Exercise aim: The records are to be restated in their entirety, word for word.

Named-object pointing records
****************

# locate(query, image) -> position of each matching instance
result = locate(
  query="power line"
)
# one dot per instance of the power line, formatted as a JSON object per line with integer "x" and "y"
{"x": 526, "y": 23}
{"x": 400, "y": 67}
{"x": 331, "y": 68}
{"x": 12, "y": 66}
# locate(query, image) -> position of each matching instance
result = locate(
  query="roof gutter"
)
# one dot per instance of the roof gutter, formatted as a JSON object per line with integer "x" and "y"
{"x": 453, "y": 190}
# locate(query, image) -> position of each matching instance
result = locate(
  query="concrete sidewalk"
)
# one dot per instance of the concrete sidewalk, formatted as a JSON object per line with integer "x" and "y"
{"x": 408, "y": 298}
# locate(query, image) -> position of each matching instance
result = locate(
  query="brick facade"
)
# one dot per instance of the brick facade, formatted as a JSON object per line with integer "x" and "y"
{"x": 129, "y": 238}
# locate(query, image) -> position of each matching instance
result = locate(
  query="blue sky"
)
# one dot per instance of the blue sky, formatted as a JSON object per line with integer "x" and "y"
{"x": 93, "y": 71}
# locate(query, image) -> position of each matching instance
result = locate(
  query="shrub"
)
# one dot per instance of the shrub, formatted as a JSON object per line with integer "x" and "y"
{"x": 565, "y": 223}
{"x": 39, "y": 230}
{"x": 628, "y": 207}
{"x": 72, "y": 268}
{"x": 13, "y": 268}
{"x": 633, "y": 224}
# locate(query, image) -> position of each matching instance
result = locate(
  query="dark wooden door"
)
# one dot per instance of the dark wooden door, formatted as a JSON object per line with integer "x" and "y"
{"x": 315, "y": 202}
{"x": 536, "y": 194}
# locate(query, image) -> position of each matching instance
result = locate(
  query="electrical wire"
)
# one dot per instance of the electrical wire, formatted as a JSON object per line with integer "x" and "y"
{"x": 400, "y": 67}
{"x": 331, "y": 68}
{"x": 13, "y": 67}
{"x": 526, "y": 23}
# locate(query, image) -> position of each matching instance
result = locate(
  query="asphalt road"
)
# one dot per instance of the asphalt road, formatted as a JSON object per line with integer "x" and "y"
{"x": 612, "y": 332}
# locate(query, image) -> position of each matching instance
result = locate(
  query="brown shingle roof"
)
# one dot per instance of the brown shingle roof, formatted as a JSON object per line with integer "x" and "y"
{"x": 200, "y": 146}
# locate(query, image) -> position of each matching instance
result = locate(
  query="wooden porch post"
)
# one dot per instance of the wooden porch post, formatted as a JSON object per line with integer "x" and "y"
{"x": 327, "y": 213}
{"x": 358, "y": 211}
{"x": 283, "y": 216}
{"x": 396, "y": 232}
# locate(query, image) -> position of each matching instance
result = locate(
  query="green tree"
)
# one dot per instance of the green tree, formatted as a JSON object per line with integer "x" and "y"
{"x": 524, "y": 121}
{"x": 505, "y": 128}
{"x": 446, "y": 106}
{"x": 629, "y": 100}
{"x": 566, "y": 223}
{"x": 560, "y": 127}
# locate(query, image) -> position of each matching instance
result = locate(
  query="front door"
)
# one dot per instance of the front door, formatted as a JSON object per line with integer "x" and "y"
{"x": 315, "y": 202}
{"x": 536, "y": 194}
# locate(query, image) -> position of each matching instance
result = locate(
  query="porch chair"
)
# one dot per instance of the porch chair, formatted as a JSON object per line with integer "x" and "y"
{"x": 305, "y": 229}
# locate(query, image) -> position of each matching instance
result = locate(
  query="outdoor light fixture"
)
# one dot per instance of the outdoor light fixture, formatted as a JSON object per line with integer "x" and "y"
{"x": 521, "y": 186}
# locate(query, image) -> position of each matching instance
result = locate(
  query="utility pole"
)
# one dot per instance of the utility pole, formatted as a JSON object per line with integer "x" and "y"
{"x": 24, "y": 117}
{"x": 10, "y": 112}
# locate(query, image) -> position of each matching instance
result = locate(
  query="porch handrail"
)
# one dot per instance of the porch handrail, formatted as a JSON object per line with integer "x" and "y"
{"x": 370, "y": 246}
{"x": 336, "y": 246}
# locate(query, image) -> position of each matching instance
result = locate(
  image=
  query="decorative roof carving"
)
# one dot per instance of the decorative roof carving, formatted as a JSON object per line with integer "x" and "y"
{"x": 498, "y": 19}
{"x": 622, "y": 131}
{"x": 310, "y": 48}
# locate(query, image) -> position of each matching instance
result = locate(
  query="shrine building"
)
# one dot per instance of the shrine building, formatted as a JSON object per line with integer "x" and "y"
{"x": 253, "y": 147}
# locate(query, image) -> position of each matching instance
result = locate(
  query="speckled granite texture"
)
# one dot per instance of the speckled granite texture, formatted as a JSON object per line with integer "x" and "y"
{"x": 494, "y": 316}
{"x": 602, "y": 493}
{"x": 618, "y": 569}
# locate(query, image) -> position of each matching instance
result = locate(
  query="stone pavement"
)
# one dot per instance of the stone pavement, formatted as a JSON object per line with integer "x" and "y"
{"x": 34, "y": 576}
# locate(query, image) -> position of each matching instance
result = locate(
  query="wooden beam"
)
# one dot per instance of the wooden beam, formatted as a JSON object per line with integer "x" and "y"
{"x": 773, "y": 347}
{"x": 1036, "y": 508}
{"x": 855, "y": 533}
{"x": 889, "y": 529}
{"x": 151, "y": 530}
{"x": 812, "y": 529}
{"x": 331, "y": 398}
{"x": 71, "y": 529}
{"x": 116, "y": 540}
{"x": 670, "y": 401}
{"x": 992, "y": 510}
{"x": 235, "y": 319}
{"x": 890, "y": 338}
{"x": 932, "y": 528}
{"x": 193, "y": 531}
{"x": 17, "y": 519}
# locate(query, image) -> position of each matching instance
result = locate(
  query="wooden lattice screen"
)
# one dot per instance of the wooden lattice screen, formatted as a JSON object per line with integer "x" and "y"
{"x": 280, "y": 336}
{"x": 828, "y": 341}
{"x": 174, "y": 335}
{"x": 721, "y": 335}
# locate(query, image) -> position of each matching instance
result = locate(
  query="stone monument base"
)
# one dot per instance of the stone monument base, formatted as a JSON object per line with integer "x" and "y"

****************

Exercise solution:
# locate(query, image) -> position of each matching instance
result = locate(
  query="power line"
)
# one dot per instance of the power line, formatted as a JSON object per line with integer "x" and "y"
{"x": 526, "y": 23}
{"x": 400, "y": 67}
{"x": 331, "y": 68}
{"x": 12, "y": 66}
# locate(query, image) -> position of each matching instance
result = locate(
  query="roof gutter"
)
# one dot per instance of the roof gutter, formatted as a JSON object per line with integer "x" and "y"
{"x": 453, "y": 190}
# locate(query, image) -> position of each matching instance
result = locate(
  query="concrete sidewalk"
)
# one dot per instance of the concrete sidewalk, formatted as a JSON object per line with integer "x" and "y"
{"x": 408, "y": 298}
# locate(query, image) -> position of each matching instance
result = locate(
  query="brick facade"
)
# one dot per instance of the brick facade, formatted as a JSON object per line with integer "x" and "y"
{"x": 129, "y": 238}
# locate(query, image) -> position of each matching instance
result = locate(
  query="blue sky"
)
# one dot per instance of the blue sky, formatted as a JSON object per line with integer "x" and "y"
{"x": 93, "y": 71}
# locate(query, image) -> position of each matching instance
result = locate(
  query="shrub"
)
# one dot per instance of the shrub, formatted as a JSON object per line with integer "x" and "y"
{"x": 565, "y": 223}
{"x": 39, "y": 230}
{"x": 628, "y": 207}
{"x": 72, "y": 268}
{"x": 13, "y": 268}
{"x": 633, "y": 224}
# locate(query, image) -> position of each matching instance
result = locate(
  query="dark wooden door"
)
# one dot per instance of the dark wooden door, formatted as a JSON object per line with integer "x" and "y"
{"x": 315, "y": 202}
{"x": 536, "y": 194}
# locate(query, image) -> position of each matching instance
result = locate(
  query="electrical wire"
)
# one dot per instance of the electrical wire, formatted as a JSON object per line with integer "x" and "y"
{"x": 400, "y": 67}
{"x": 331, "y": 68}
{"x": 13, "y": 67}
{"x": 526, "y": 23}
# locate(query, image) -> position of each matching instance
result = locate(
  query="asphalt road"
)
# one dot per instance of the asphalt road, formatted as a JSON object per line with integer "x" and "y"
{"x": 612, "y": 332}
# locate(query, image) -> position of each matching instance
result = locate(
  query="brown shingle roof"
)
# one dot per instance of the brown shingle roof, formatted as a JSON object per line with integer "x" and "y"
{"x": 200, "y": 146}
# locate(query, image) -> position of each matching instance
result = locate(
  query="wooden porch post"
)
# one dot per instance of the wooden porch post, formatted as a JSON object per line with integer "x" and "y"
{"x": 327, "y": 213}
{"x": 358, "y": 211}
{"x": 283, "y": 216}
{"x": 396, "y": 232}
# locate(query, image) -> position of each matching instance
result = locate(
  query="green tree"
)
# one dot per instance of the green tree, formatted as a JSON object per line with integer "x" and "y"
{"x": 524, "y": 121}
{"x": 505, "y": 128}
{"x": 446, "y": 106}
{"x": 629, "y": 100}
{"x": 566, "y": 223}
{"x": 560, "y": 127}
# locate(query, image) -> position of each matching instance
result = locate(
  query="front door"
)
# one dot per instance of the front door, formatted as a JSON object per line with integer "x" and "y"
{"x": 315, "y": 202}
{"x": 536, "y": 194}
# locate(query, image) -> position of each matching instance
result = locate(
  query="porch chair"
)
# one dot per instance of the porch chair, formatted as a JSON object per line with integer "x" and "y"
{"x": 305, "y": 229}
# locate(query, image) -> position of each matching instance
result = locate(
  query="outdoor light fixture"
)
# one dot per instance of the outdoor light fixture, formatted as a JSON object per line with integer "x" and "y"
{"x": 521, "y": 186}
# locate(query, image) -> position of each matching instance
result = locate(
  query="utility pole"
)
# one dot per instance of the utility pole, formatted as a JSON object per line with integer "x" and "y"
{"x": 24, "y": 117}
{"x": 10, "y": 112}
# locate(query, image) -> position of each matching instance
result = locate(
  query="porch handrail"
)
# one dot per instance of the porch handrail, formatted as a JSON object per line with integer "x" and "y"
{"x": 370, "y": 246}
{"x": 336, "y": 246}
# locate(query, image) -> position of each matching instance
result = locate(
  image=
  query="decorative roof carving"
)
# one dot per instance of the decorative roof carving, formatted as a JSON object per line with integer "x" and "y"
{"x": 498, "y": 19}
{"x": 622, "y": 131}
{"x": 310, "y": 48}
# locate(query, image) -> position of each matching instance
result = locate(
  query="shrine building"
)
# one dot per instance of the shrine building, formatted as a JSON object per line with integer "x" and "y"
{"x": 253, "y": 147}
# locate(query, image) -> position of each matching instance
result = locate(
  query="speckled granite texture"
)
# one dot per instance of the speckled granite texture, formatted as a JSON object per line with integer "x" and "y"
{"x": 494, "y": 316}
{"x": 602, "y": 493}
{"x": 618, "y": 569}
# locate(query, image) -> position of each matching instance
result = locate(
  query="stone pavement"
)
# one dot per instance of the stone pavement, formatted as a JSON object per line with integer "x" and "y"
{"x": 34, "y": 576}
# locate(query, image) -> position of each matching instance
result = locate(
  query="wooden beam"
)
# one dot per instance of the wooden beam, formatted as a JSON object per line with integer "x" and "y"
{"x": 773, "y": 347}
{"x": 1036, "y": 508}
{"x": 855, "y": 533}
{"x": 889, "y": 529}
{"x": 151, "y": 530}
{"x": 812, "y": 529}
{"x": 331, "y": 398}
{"x": 71, "y": 529}
{"x": 116, "y": 540}
{"x": 670, "y": 401}
{"x": 992, "y": 510}
{"x": 235, "y": 319}
{"x": 890, "y": 338}
{"x": 932, "y": 528}
{"x": 193, "y": 531}
{"x": 17, "y": 519}
# locate(query, image) -> position of each matching instance
result = locate(
  query="wooden lattice screen"
)
# one dot per instance of the wooden lattice screen, formatted as a JSON object per line with integer "x" and "y"
{"x": 280, "y": 336}
{"x": 828, "y": 341}
{"x": 174, "y": 335}
{"x": 721, "y": 335}
# locate(query, image) -> position of each matching instance
result = locate(
  query="stone monument base"
)
# one dot per instance of the stone monument base, formatted as a JSON object per line with integer "x" and "y"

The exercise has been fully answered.